La radice dal sapore piccante usata secondo la tradizione in cucina e come potente rimedio medicamentoso
A Potenza è conosciuto come u tartuf’ d’i povr’, il tartufo del povero, nel resto d’Italia è il rafano lucano. Ma comunque lo si chiami, questo prodotto è un’eccellenza della Basilicata, amato per il suo sapore particolare e per la coltivazione locale strettamente legata alle aree dell’Agonegrese, della Val d’Agri e del Vulture. Il rafano lucano si usa da così tanti anni nella regione, e per scopi tanto vari, che ha ottenuto la certificazione PAT, dedicata a tutti quei prodotti italiani le cui metodiche di lavorazione, conservazione e stagionatura risultano consolidate nel tempo, omogenee per tutto il territorio interessato, secondo regole tradizionali, per un periodo non inferiore ai 25 anni.
La radice di rafano è molto carnosa, può essere lunga fino a 50 cm, il suo diametro va dai 2 ai 7 cm e si presenta con una brunastra rugosa e pieghettata e all’interno con una polpa molto soda, di colore bianco-crema. Il suo gusto piccante e l’aroma acre derivano dall’olio contenuto all’interno, responsabile del suo sapore che ricorda quello della senape. Tradizionalmente il rafano viene piantato nel periodo di primavera, tra marzo e aprile, interrando pezzi di radice a circa 10 cm di profondità nel terreno. Il periodo di raccolta è invece l’autunno/inverno, quando la radice raggiunge una buona dimensione: di solito ci vogliono 2 o 3 anni dalla prima coltivazione per poter iniziare a raccogliere radici utilizzabili.

METTI IN PRATICA:
**1)** Nel brano sul rafano lucano, per almeno quanti anni devono essere consolidate le metodiche di lavorazione perché un prodotto ottenga la certificazione PAT?
**2)** Riscrivi il passo del brano sul rafano lucano che comincia con "La radice di" e finisce con "raccogliere radici utilizzabili.", sostituendo "primavera" con "stagione mite".

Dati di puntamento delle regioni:
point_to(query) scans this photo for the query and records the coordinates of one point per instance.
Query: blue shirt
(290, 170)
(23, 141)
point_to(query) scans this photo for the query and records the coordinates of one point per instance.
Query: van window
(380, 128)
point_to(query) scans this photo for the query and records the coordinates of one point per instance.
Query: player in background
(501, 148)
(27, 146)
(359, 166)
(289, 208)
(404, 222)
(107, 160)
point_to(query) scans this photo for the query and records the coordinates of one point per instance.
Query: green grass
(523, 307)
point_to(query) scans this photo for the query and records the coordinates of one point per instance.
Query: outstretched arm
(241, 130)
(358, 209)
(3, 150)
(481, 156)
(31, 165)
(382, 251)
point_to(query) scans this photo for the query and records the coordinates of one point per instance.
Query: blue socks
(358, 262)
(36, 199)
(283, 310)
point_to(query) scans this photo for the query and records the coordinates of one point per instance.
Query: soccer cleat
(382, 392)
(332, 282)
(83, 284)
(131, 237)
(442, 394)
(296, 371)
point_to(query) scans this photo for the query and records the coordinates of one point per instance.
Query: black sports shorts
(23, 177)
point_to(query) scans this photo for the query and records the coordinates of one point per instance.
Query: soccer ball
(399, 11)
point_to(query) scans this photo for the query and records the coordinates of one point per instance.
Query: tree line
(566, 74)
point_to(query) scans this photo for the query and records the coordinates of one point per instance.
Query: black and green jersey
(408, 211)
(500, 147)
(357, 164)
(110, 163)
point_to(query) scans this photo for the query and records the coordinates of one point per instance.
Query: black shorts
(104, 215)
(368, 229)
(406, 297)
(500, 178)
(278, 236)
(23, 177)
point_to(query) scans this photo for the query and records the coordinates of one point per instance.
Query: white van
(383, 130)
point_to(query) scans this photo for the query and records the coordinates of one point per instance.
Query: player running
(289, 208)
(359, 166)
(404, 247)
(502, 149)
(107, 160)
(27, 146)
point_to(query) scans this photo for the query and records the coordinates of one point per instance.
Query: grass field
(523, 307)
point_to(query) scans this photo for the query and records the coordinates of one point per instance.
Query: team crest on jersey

ELENCO RISPOSTE:
**1)** Per un periodo non inferiore ai 25 anni.

**2)**
La radice di rafano è molto carnosa, può essere lunga fino a 50 cm, il suo diametro va dai 2 ai 7 cm e si presenta con una brunastra rugosa e pieghettata e all’interno con una polpa molto soda, di colore bianco-crema. Il suo gusto piccante e l’aroma acre derivano dall’olio contenuto all’interno, responsabile del suo sapore che ricorda quello della senape. Tradizionalmente il rafano viene piantato nel periodo di stagione mite, tra marzo e aprile, interrando pezzi di radice a circa 10 cm di profondità nel terreno. Il periodo di raccolta è invece l’autunno/inverno, quando la radice raggiunge una buona dimensione: di solito ci vogliono 2 o 3 anni dalla prima coltivazione per poter iniziare a raccogliere radici utilizzabili.